■ Page excerpt
----------------
After Patrick Cariou's legal team filed its appellate brief recently in the epic battle the photographer is fighting against appropriation artist Richard Prince and Gagosian Gallery, the Web was awash in analysis of the case's meaning for the art world and discussion of the amicus briefs filed by various interested parties on behalf of one side or the other. But the one thing that few have discussed is the rather strong argument made by Internet giant Google's legal team that the decision poses a major threat to not only to a few key Google properties that depend on fair use like Blogger and YouTube, but its entire raison d'être: Internet search.

Before going further it should be noted that amicus briefs, or "friends of the court," have little to do with the case itself and are unlikely to affect the outcome. They are just notes to the judges deciding the case, written by interested but uninvolved parties, letting the court know how its decision could affect future cases. Those that filed in favor of Prince — the Warhol Foundation, as well as the Association of American Museum Directors and its museum co-signors (including the Met and MoMA) — want to prevent similar lawsuits against appropriation art in the future. Getty Images and Corbis, both of which filed a joint brief in favor of Cariou, want to make sure their right to sue for copyright infringement is protected.

Meanwhile, Google filed a neutral brief (it was not in favor of Prince, as has been previously reported) objecting to the specific language used by the district court judge finding in favor of Cariou. The document written by the Google legal team says that the opinion "diverges in dangerous ways from the mainstream of fair use analysis." Specifically, it refers to two passages from the original Prince v. Cariou opinion, which notes that "all of the precedent that this Court can identify imposes a requirement that the new work in some way comment on, relate to the historical context of, or critically refer back to the original works," and goes on to say that "Prince's Paintings are transformative only to the extent that they comment on [Cariou's] photos."
----------------
■ Dataset section
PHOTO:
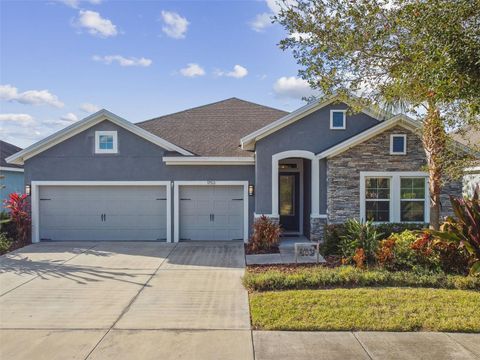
----------------
■ Work required
According to the passage on the Cariou–Prince appeal, why did Google object to the district court's opinion? Answer in one to three sentences.

■ Answer in full
Google objected to the opinion's specific language, which it said "diverges in dangerous ways from the mainstream of fair use analysis" by requiring a new work to comment on, relate to the historical context of, or critically refer back to the original. Its legal team argued that this poses a major threat to Google properties that depend on fair use, such as Blogger and YouTube, and to Internet search itself.